● INFORMATION SUPPLIED
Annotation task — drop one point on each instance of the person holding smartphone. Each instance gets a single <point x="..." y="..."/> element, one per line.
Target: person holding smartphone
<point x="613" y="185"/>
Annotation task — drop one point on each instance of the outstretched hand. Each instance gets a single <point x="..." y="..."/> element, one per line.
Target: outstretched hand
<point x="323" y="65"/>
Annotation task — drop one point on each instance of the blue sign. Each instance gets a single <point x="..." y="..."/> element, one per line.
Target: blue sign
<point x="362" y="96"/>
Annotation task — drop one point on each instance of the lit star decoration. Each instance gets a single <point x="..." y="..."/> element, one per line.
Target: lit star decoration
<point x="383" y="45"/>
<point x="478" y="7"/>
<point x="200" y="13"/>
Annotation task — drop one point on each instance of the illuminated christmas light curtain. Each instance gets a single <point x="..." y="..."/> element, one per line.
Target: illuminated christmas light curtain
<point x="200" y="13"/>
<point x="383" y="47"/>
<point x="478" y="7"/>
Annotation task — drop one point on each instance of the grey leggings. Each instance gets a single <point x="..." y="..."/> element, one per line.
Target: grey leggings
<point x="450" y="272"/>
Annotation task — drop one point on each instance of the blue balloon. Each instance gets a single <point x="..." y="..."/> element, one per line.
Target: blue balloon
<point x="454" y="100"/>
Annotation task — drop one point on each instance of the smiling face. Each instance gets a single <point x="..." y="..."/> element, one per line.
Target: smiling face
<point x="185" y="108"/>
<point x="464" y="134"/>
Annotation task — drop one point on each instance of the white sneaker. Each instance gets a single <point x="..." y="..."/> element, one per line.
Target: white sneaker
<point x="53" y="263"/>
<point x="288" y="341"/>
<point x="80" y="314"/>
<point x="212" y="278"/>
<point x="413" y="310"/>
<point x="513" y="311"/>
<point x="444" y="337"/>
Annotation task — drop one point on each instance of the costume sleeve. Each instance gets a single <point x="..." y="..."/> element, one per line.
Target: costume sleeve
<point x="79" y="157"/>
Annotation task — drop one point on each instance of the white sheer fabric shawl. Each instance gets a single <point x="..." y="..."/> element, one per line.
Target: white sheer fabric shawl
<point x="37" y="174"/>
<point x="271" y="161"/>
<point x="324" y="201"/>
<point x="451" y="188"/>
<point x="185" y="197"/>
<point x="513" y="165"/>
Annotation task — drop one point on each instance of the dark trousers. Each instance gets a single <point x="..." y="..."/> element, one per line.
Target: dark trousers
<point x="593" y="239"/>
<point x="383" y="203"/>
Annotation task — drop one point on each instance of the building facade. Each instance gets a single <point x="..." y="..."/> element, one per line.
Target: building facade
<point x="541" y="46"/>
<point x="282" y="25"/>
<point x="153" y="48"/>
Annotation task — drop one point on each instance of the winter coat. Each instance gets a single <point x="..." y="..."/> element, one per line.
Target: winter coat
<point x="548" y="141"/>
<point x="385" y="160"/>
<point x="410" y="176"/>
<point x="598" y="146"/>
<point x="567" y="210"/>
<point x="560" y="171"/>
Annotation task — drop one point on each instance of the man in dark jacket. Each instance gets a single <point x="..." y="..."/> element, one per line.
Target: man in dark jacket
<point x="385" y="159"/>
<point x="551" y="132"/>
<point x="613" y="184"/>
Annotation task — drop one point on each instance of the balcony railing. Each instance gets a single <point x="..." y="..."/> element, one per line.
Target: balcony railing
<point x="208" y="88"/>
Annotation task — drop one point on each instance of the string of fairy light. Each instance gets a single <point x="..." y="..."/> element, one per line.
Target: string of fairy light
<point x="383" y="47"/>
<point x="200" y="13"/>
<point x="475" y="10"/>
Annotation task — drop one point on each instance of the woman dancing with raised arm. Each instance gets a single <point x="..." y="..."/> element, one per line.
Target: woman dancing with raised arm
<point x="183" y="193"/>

● AIM
Add 13 to every coordinate in the answers and reproduce the records, requests included, beginning at the line that contains "of the balcony" and continuing through the end of the records. Leave all other text unchanged.

● EXPECTED ANSWER
Annotation task — drop one point on each instance of the balcony railing. Each instance gets a single <point x="..." y="..."/> element, one per line.
Target: balcony railing
<point x="221" y="101"/>
Annotation task — drop one point on each instance of the string of fairy light. Each instance gets a single <point x="..." y="..."/> element, one per line.
Target: string of fairy light
<point x="396" y="60"/>
<point x="213" y="26"/>
<point x="488" y="23"/>
Annotation task — drop one point on each instance of the woman dancing with raised arm. Each instance gets a single <point x="..." y="..."/> element, one per line.
Target: woman dancing with raised arm
<point x="196" y="206"/>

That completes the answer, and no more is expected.